Each record should be written out exactly as it stands.

TASK DATA Start Marker

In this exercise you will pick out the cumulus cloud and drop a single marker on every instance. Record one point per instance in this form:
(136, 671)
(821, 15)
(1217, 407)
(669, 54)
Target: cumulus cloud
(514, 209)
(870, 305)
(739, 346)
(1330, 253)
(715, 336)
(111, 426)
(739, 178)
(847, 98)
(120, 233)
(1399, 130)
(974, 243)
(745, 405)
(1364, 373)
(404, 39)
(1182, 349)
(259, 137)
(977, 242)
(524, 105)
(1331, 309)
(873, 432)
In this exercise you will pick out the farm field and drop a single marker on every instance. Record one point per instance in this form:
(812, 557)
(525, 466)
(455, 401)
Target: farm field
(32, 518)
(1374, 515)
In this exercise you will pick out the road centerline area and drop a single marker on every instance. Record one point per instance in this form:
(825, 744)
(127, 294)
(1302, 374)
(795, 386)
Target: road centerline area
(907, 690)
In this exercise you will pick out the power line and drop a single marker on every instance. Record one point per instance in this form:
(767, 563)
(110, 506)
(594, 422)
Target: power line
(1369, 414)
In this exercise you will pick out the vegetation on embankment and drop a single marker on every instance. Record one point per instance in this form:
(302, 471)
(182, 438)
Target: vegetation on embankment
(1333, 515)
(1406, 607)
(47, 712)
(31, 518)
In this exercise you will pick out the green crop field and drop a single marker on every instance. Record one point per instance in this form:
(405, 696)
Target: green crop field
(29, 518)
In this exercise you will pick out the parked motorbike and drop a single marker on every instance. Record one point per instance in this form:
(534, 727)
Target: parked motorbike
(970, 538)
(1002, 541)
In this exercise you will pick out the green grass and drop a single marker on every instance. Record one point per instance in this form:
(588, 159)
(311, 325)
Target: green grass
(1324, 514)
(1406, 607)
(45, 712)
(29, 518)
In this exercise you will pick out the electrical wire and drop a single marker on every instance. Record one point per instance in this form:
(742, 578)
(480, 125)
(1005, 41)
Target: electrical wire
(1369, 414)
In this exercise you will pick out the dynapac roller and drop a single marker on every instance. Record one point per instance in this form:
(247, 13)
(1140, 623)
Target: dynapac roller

TASK DATA End Marker

EXPECTED ANSWER:
In this exercise you will pick out the cumulus cloud and drop a single marker on every instance. Record one point per instance in this form:
(136, 671)
(821, 15)
(1217, 407)
(669, 54)
Target: cumulus cloud
(514, 209)
(870, 305)
(739, 346)
(1330, 253)
(715, 336)
(111, 426)
(739, 178)
(847, 98)
(120, 233)
(1399, 130)
(974, 243)
(745, 405)
(1364, 373)
(404, 39)
(1182, 349)
(259, 137)
(977, 242)
(524, 105)
(1331, 309)
(873, 432)
In this exercise you will pick out the farm field and drop a single marker on every instance. Record one point per instance in this form:
(812, 557)
(525, 466)
(455, 401)
Target: farm field
(32, 518)
(1374, 515)
In this exercise you will pick out the road centerline area and drop a single marker on every instance. Record one point per instance in this form:
(825, 744)
(127, 294)
(1302, 374)
(795, 386)
Target: road centerline area
(907, 690)
In this exercise you will pick out the power line and drop a single marker on every instance. Record one point per instance in this form:
(767, 563)
(110, 506)
(594, 422)
Target: power line
(1369, 414)
In this exercise you will pick out the vegetation on embankment and drop a single marker on every instance. Record one point per instance in this form:
(302, 471)
(182, 438)
Target: vegetation on embankment
(1333, 515)
(1406, 607)
(47, 712)
(31, 518)
In this exercise you will pick out the green crop field and drop a single marker on every instance. Record one point per instance in this form:
(405, 696)
Target: green crop field
(29, 518)
In this exercise you will pick out the parked motorbike and drop a single marker on every instance. Record one point per instance in this form:
(534, 727)
Target: parked motorbike
(970, 538)
(1002, 541)
In this exercise you will pick out the green grass and drop a single marker on every instance. Record one point per instance in this form:
(588, 159)
(311, 325)
Target: green grass
(1324, 514)
(1406, 607)
(45, 712)
(29, 518)
In this exercise you will pick out the electrical wire and drop a single marker on every instance. Record one point per instance in this form:
(742, 578)
(480, 125)
(1005, 41)
Target: electrical wire
(1369, 414)
In this exercise you will pick out the dynapac roller and drop a single marker on every instance. Record one point per instance in this form:
(247, 13)
(1140, 623)
Target: dynapac roller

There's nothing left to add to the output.